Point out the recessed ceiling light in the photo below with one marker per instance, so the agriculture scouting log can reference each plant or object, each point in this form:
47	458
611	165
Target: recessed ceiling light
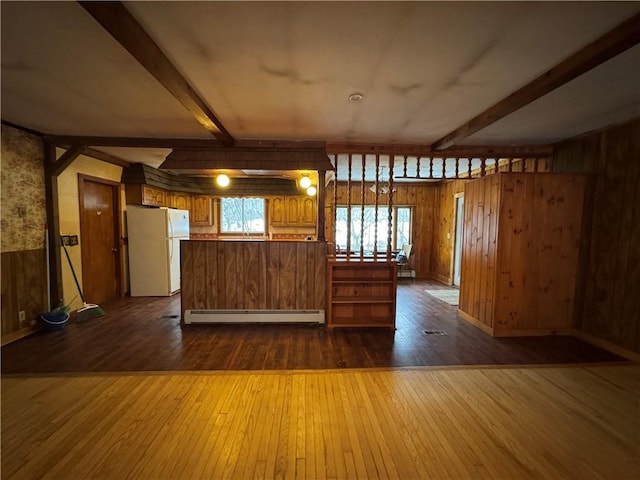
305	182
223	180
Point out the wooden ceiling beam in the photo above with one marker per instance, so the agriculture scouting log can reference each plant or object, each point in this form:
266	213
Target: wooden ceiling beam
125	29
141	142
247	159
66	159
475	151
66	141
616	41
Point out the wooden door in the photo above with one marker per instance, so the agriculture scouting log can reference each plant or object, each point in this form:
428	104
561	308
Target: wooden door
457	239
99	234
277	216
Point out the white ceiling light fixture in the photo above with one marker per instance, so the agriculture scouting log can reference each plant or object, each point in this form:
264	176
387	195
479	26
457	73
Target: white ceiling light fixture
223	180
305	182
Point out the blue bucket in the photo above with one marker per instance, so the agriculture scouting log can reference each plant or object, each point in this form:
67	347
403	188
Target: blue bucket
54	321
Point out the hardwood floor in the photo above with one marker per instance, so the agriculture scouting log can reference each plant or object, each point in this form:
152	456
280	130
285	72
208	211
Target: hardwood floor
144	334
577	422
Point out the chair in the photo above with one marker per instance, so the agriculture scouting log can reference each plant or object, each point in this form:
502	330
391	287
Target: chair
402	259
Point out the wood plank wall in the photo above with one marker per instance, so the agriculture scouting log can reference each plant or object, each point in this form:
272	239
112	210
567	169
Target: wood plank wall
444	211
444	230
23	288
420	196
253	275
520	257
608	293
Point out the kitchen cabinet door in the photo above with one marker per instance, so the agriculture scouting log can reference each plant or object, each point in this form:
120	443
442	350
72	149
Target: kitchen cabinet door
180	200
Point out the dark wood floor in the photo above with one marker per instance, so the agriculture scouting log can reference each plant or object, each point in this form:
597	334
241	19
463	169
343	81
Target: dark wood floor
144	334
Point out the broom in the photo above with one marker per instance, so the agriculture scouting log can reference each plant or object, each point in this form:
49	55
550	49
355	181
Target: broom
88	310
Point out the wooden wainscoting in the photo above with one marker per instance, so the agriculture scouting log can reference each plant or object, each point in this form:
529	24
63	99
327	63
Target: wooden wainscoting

---

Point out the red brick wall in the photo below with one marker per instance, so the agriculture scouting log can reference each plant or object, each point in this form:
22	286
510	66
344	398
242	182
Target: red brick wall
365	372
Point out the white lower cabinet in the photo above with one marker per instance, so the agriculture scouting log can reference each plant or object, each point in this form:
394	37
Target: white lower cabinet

◆ Required work:
In the entries above, find the line with "Target: dark wood floor" and the line with "Target: wooden wainscoting", then set down exactly those two and every line between them, nothing else.

◆ Response for this exercise:
Target: dark wood floor
144	334
Point out the broom in the photo above with one marker per instance, so the agriculture scouting log can reference each plant or object, each point in this form:
49	55
550	49
355	181
Target: broom
88	310
Point out the wooden wainscoting in the photo above with one marker per instance, so the agriculture scouting log can reference each plant or object, each point in this form:
529	24
63	99
327	63
Target: wooden wainscoting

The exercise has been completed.